**What is expected**
How many lines of the records below contain the string "sink"? Reply with the number alone.

Coordinate labeling data

»»

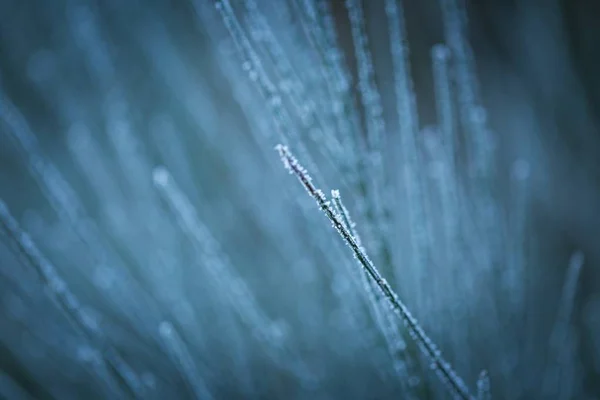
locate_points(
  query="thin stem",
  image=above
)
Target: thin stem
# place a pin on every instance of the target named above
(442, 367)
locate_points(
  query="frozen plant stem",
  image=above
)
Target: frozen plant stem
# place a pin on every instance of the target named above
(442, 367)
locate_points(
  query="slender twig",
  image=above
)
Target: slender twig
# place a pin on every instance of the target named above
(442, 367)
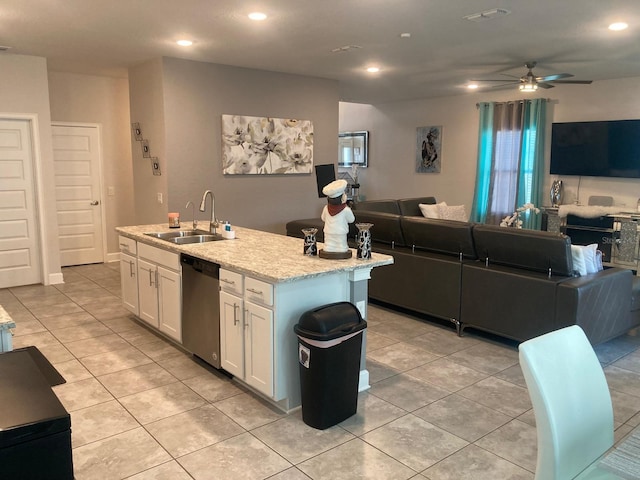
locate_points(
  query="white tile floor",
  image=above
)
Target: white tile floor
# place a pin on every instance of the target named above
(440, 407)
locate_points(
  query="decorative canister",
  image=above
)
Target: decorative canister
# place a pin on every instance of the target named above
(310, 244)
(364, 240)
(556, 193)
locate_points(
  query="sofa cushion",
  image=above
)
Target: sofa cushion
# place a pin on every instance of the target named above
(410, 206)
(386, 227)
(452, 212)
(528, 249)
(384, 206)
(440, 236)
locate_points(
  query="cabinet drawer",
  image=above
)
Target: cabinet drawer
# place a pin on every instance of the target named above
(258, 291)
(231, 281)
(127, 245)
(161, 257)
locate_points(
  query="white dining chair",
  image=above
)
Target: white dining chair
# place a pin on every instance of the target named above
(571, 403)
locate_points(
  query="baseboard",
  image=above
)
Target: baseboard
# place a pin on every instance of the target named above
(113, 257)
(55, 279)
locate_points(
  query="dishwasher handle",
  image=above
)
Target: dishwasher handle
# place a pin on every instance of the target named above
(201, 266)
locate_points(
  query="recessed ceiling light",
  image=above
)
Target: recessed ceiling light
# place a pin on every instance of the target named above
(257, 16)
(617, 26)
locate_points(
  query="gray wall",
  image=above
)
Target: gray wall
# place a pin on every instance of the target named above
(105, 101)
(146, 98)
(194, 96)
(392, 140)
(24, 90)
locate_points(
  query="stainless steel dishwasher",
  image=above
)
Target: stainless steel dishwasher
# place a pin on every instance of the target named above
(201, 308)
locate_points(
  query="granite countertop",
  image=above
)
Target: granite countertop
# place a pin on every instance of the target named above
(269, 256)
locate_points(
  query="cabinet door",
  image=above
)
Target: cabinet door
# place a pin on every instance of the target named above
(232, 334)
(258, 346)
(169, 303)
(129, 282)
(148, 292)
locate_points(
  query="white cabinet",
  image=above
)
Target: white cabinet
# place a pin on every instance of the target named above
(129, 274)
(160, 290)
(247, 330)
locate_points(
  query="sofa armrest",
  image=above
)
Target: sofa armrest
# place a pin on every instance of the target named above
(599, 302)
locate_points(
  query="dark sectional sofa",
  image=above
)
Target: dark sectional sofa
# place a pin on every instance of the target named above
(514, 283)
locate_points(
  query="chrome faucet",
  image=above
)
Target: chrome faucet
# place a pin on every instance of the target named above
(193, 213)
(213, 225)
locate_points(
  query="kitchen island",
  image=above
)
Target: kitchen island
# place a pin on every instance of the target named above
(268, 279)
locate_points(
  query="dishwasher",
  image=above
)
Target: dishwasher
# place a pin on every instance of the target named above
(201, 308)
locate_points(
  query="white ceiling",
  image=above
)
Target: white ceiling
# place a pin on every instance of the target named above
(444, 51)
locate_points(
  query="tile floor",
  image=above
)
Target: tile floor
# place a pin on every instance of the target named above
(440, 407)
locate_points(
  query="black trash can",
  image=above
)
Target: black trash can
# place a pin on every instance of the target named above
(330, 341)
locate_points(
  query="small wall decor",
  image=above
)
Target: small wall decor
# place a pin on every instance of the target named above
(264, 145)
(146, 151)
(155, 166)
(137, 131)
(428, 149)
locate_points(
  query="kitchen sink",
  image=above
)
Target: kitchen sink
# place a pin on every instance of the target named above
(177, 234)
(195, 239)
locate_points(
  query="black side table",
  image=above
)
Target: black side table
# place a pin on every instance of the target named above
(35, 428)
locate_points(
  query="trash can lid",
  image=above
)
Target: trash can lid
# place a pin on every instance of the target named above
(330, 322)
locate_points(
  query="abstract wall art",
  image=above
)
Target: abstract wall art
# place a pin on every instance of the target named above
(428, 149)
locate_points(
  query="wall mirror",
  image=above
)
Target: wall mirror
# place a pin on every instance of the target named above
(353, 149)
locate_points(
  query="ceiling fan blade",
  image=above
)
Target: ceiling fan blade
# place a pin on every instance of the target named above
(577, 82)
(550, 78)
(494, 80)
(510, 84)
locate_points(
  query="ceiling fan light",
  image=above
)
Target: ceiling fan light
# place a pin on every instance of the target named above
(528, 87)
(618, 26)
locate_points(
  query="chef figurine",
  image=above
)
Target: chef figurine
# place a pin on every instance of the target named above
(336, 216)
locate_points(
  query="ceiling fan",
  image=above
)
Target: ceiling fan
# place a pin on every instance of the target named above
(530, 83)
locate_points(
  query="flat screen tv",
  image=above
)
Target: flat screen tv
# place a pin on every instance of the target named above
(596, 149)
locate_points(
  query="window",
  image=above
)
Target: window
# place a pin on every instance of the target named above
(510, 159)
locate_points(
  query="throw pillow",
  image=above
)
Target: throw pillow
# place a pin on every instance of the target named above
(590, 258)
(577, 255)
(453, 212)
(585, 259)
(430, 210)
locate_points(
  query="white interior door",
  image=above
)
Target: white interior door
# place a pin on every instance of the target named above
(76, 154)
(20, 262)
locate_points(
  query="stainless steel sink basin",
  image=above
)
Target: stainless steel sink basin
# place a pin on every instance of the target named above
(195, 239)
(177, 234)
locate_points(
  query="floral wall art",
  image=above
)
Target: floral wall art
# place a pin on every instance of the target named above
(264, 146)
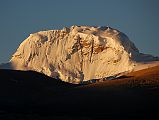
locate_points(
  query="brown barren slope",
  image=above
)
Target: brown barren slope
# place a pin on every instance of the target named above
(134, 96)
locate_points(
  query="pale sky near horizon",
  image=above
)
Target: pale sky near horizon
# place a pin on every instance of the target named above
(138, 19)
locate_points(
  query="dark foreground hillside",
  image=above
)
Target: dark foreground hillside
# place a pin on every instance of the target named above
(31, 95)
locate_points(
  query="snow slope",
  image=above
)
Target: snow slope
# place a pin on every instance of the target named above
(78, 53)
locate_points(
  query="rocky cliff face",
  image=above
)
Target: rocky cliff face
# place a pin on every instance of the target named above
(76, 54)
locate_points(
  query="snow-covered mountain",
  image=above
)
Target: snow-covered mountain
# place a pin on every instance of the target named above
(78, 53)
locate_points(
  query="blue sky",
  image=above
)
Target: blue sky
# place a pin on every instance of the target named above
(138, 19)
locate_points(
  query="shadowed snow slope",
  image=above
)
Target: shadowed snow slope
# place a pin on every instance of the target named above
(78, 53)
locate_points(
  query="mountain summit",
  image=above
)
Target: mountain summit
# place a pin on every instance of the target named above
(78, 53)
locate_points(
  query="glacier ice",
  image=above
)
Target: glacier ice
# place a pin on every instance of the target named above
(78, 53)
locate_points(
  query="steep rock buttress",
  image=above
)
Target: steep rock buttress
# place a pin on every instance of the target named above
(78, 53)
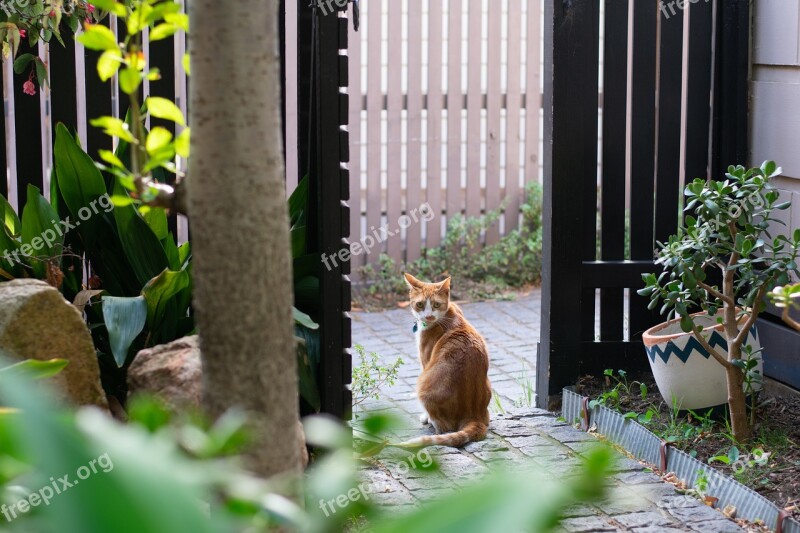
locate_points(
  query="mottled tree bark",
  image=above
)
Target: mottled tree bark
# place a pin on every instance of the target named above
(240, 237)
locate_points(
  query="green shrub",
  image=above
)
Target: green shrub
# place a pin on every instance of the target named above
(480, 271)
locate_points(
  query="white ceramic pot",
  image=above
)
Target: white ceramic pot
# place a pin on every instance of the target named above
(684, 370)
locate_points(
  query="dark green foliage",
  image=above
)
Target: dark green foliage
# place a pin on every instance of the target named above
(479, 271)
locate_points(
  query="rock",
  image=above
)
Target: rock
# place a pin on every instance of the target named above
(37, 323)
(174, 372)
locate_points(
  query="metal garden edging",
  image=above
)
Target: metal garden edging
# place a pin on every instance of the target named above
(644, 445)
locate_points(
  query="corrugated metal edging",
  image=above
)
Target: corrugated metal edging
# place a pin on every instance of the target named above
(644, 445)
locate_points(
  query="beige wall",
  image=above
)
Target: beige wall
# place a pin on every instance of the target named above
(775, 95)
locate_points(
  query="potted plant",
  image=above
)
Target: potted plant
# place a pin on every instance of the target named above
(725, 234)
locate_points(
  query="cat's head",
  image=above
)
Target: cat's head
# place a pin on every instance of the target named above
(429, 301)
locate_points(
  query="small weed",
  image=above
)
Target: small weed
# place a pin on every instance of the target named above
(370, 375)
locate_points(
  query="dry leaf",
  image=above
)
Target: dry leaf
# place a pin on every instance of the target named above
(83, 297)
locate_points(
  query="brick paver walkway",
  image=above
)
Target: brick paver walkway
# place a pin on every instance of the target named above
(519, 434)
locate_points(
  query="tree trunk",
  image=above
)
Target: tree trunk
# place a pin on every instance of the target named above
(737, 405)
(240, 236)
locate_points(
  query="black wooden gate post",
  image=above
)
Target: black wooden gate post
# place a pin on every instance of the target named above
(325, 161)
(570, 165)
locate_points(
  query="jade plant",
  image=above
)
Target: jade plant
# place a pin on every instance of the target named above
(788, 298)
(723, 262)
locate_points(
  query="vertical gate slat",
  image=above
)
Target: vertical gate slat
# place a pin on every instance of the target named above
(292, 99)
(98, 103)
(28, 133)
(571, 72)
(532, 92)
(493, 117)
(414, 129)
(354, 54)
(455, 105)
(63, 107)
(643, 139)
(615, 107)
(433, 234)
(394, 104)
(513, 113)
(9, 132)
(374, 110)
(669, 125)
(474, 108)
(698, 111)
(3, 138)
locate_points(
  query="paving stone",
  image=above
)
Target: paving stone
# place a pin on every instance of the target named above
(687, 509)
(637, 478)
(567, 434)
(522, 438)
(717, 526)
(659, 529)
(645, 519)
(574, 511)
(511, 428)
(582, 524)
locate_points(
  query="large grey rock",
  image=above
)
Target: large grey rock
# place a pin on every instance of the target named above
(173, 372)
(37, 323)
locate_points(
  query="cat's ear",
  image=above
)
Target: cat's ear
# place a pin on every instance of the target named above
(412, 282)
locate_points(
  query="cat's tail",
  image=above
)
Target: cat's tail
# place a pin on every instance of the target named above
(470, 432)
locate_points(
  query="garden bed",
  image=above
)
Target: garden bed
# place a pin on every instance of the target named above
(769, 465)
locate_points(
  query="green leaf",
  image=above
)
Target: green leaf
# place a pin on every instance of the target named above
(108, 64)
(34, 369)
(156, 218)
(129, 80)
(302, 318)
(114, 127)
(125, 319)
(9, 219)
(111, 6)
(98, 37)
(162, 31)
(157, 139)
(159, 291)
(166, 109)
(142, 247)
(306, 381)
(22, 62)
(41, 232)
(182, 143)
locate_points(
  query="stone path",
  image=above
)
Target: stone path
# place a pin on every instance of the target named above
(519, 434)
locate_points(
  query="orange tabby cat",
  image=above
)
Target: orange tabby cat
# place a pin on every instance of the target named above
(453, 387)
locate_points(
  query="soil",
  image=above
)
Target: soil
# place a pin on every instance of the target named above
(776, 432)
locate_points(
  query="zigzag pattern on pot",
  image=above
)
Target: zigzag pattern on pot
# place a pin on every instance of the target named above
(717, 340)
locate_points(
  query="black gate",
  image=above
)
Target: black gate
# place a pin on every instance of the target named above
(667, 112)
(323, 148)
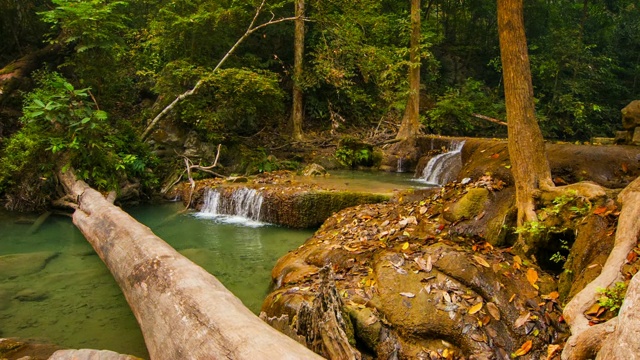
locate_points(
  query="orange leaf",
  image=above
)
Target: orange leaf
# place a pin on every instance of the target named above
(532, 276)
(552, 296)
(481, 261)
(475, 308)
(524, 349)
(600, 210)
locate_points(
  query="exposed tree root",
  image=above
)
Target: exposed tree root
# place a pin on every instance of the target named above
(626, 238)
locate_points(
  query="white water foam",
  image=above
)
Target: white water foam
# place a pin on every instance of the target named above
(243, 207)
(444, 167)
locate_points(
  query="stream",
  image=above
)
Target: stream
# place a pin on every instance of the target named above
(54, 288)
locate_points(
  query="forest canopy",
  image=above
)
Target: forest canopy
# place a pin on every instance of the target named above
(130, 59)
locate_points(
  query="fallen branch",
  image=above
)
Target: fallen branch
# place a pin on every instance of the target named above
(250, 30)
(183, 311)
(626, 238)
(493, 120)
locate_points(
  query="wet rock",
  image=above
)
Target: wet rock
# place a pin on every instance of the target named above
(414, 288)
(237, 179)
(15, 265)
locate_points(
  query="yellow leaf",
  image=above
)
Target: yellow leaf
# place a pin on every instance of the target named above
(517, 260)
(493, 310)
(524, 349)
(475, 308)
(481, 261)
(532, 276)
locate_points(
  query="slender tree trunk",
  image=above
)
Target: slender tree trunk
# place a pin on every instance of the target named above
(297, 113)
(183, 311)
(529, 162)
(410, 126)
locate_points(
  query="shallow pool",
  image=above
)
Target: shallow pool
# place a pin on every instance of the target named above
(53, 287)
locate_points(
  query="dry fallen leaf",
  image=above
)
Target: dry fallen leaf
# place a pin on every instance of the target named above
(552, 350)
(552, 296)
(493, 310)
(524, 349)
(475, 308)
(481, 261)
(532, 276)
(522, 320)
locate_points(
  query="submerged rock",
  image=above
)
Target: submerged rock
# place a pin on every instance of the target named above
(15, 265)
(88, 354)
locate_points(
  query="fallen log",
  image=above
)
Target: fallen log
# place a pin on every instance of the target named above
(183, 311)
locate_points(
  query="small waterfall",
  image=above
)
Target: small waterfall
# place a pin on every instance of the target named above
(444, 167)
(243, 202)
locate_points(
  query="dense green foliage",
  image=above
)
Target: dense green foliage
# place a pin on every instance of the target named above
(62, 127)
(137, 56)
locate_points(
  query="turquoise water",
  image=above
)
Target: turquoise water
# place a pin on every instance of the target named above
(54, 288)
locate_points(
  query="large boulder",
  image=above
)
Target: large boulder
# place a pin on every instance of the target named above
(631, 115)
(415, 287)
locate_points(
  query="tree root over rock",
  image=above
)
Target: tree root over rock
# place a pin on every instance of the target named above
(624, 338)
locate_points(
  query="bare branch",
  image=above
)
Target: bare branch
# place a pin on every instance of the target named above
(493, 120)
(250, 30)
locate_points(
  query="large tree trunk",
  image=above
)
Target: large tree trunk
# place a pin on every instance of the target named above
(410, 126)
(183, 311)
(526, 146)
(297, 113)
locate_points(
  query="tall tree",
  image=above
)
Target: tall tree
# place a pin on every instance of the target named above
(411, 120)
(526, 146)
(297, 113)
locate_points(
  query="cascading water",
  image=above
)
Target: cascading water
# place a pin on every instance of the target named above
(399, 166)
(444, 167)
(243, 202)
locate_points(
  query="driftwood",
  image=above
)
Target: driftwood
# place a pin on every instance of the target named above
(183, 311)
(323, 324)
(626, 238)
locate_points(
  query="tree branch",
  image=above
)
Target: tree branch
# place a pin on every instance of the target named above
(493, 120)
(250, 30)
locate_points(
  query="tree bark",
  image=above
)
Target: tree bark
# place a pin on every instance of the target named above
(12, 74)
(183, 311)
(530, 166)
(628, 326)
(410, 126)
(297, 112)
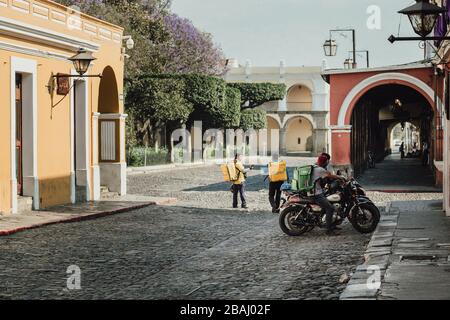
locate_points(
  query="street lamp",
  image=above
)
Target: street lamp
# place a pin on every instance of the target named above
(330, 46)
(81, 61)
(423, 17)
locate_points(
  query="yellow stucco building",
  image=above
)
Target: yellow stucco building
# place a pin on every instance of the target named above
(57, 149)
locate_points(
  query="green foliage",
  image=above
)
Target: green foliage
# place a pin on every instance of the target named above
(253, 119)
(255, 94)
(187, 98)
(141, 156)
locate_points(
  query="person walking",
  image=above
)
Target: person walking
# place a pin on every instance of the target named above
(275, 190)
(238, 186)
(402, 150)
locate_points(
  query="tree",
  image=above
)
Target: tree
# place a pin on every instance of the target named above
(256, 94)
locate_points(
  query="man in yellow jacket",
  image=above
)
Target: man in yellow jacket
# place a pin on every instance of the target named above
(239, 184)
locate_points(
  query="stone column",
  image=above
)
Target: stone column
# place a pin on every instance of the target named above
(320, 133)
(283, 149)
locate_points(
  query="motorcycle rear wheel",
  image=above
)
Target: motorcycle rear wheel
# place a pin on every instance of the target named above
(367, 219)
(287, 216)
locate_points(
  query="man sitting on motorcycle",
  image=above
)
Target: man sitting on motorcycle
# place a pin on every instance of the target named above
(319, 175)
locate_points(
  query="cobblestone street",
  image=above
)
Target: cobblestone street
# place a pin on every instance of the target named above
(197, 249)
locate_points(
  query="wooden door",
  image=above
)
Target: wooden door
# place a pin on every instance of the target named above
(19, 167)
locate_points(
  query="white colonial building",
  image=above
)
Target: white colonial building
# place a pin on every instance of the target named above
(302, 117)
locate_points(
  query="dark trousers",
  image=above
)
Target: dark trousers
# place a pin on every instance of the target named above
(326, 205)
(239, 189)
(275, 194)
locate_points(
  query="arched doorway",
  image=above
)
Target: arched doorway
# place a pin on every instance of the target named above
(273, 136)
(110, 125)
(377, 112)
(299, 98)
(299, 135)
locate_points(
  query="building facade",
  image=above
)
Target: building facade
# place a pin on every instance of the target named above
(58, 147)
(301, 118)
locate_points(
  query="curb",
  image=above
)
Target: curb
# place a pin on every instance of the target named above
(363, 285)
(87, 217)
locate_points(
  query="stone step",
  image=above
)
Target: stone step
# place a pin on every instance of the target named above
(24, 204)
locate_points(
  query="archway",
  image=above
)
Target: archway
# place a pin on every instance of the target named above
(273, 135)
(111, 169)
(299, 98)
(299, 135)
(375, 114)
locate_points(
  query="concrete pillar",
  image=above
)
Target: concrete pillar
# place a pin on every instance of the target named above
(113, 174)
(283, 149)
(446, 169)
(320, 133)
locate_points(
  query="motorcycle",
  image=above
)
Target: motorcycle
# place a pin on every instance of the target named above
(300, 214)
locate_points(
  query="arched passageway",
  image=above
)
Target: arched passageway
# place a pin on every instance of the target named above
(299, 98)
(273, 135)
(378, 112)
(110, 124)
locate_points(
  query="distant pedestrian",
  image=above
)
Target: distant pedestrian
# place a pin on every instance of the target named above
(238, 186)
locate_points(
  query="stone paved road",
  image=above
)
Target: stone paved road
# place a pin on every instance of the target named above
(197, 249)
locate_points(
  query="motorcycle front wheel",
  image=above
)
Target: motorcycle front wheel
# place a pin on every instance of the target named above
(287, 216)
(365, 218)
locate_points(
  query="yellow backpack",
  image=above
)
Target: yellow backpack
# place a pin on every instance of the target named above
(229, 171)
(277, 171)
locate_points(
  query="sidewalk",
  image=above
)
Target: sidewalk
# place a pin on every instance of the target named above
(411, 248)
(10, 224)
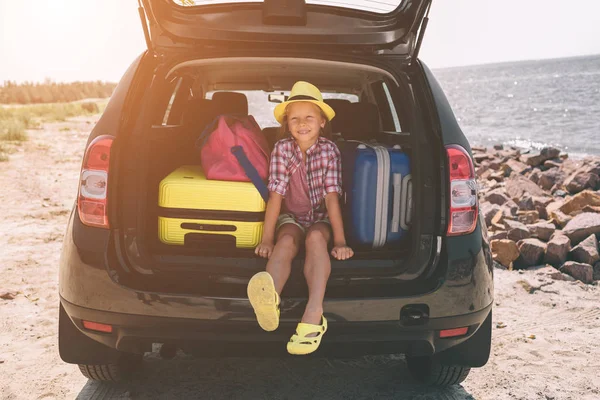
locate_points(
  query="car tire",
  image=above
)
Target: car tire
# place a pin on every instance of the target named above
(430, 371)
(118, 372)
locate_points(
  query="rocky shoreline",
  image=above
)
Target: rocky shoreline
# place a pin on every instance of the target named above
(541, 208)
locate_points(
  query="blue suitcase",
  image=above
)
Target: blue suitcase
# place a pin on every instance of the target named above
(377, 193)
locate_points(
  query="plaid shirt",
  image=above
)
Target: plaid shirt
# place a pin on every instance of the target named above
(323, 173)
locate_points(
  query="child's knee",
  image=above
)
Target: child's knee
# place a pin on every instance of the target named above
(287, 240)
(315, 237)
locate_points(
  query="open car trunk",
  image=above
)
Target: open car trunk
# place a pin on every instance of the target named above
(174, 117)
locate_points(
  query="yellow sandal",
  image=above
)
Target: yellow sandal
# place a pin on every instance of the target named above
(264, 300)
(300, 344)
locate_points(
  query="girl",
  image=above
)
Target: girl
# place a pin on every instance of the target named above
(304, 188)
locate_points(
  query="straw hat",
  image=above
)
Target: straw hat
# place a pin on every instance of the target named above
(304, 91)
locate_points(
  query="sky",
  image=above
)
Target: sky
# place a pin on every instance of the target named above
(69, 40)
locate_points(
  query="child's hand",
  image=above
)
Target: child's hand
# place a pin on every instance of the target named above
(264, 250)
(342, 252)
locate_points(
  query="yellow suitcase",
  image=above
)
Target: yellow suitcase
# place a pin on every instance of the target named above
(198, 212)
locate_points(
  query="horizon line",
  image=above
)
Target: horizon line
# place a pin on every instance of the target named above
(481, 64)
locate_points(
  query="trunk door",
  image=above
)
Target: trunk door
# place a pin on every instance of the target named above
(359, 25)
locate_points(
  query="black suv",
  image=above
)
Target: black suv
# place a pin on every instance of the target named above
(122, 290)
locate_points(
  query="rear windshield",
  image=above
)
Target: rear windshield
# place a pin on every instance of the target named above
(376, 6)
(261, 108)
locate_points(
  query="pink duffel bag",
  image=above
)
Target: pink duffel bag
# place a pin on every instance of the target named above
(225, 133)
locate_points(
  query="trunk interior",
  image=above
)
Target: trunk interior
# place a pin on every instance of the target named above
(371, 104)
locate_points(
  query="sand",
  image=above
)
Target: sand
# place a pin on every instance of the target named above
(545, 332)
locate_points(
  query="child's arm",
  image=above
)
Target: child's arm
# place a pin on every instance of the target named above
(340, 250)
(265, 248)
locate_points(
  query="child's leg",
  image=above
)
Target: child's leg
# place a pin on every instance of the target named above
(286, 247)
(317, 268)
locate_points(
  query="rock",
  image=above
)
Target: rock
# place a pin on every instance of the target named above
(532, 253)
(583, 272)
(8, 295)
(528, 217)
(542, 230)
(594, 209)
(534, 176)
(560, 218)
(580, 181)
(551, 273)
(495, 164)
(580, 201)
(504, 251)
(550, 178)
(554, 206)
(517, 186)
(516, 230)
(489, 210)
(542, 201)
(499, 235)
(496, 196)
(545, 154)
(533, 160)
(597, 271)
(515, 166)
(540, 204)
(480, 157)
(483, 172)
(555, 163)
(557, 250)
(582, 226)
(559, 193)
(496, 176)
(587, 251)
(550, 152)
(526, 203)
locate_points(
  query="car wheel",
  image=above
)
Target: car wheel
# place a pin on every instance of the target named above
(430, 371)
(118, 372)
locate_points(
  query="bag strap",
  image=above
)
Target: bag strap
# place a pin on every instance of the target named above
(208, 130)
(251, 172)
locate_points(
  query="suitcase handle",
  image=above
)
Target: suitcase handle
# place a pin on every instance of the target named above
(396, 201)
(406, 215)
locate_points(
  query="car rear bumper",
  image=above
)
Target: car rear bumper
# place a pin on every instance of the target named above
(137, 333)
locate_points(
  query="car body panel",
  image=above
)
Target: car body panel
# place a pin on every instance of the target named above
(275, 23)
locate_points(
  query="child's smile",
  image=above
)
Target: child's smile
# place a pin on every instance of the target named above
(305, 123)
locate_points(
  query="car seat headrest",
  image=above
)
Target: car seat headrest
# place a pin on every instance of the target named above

««

**Worked solution**
4